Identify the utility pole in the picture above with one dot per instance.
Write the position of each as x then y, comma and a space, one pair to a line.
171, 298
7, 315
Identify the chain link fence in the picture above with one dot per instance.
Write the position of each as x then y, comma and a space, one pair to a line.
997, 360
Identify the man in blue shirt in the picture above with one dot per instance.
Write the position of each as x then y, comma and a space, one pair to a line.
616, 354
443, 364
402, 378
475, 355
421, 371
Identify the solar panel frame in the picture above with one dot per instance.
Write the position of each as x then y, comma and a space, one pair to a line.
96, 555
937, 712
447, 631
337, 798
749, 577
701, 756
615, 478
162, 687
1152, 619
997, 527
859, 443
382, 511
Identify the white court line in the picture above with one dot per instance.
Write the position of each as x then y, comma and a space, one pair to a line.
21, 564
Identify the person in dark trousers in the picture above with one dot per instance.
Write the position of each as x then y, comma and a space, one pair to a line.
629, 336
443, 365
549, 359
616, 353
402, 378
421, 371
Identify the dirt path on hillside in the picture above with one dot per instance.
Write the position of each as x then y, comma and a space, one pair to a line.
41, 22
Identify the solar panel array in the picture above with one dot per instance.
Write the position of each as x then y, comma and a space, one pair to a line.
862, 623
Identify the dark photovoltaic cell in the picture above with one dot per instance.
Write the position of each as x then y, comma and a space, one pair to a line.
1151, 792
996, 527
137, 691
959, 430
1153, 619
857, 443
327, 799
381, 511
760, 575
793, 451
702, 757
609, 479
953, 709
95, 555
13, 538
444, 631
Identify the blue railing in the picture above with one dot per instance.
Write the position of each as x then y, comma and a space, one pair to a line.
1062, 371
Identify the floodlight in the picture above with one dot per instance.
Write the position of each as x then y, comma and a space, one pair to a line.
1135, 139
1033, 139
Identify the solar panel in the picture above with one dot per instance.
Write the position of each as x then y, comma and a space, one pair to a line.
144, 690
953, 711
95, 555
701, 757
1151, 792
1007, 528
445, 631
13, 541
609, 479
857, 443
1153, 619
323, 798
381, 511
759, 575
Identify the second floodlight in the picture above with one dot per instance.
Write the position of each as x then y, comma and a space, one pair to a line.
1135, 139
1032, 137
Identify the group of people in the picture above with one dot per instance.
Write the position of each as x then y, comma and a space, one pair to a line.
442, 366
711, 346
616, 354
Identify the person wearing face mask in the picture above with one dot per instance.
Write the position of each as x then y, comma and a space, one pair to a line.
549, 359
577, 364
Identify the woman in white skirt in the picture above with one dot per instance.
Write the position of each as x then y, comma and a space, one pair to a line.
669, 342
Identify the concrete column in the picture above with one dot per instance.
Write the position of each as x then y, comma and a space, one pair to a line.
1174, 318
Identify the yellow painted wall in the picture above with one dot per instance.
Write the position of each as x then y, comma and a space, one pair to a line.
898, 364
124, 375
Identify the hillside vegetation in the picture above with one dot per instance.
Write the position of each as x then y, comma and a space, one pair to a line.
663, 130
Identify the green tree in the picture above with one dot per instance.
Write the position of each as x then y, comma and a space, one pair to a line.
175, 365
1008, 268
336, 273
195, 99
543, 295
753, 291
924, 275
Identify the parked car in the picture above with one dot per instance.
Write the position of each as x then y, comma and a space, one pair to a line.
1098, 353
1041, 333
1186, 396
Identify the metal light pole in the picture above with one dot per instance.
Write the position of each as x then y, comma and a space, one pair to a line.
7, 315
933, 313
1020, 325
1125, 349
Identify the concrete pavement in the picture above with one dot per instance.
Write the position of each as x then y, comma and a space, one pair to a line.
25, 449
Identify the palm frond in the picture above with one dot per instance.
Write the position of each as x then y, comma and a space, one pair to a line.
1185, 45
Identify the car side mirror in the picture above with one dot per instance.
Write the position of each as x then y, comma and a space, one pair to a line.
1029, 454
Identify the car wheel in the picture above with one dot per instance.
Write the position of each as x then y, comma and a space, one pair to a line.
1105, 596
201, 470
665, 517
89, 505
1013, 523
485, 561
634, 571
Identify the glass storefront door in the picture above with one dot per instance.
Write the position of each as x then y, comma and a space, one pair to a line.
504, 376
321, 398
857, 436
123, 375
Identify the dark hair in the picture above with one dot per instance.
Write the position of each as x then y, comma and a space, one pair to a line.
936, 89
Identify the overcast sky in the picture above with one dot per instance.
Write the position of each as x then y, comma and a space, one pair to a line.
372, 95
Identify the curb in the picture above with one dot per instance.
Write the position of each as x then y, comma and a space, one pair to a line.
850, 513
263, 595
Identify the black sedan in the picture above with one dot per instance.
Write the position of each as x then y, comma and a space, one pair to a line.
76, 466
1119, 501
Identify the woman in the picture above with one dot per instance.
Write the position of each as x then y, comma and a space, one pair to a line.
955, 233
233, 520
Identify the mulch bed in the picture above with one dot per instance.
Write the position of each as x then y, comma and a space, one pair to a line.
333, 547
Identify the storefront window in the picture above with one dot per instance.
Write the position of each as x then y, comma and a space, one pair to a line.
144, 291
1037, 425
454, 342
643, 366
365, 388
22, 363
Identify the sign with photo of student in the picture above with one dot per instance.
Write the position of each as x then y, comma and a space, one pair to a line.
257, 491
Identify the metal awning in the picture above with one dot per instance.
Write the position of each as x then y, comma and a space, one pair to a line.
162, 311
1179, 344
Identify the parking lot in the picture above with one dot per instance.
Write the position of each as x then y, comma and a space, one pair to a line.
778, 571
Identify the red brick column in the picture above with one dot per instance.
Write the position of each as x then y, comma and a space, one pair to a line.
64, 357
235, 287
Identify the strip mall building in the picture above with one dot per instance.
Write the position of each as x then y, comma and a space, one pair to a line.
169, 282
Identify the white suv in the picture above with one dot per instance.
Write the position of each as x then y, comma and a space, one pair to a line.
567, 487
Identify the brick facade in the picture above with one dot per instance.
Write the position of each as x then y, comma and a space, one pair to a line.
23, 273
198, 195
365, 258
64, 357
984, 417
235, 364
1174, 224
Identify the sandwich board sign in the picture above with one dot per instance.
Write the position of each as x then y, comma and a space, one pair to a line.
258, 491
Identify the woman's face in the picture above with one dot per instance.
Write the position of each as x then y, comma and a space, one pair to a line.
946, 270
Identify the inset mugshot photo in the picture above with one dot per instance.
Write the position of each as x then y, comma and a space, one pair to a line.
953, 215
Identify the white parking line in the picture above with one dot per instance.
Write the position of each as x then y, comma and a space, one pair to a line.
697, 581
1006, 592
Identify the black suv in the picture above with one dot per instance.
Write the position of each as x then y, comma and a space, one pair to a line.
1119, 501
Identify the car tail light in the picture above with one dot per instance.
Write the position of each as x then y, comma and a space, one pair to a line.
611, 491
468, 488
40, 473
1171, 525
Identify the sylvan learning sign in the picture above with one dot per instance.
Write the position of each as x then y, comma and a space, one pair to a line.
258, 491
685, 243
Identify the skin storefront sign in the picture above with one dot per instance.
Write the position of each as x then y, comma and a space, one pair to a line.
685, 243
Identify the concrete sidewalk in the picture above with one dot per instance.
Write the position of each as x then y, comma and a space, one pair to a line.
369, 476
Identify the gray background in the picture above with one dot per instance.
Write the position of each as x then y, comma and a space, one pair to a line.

_ _ _ _

REQUIRED WORK: Find all the lines with "brick" in the data and copy them.

ANSWER SPACE:
Identify the red brick column in the picture above with one dot per instance.
Identify the brick facade in the picture above with one dot per instance.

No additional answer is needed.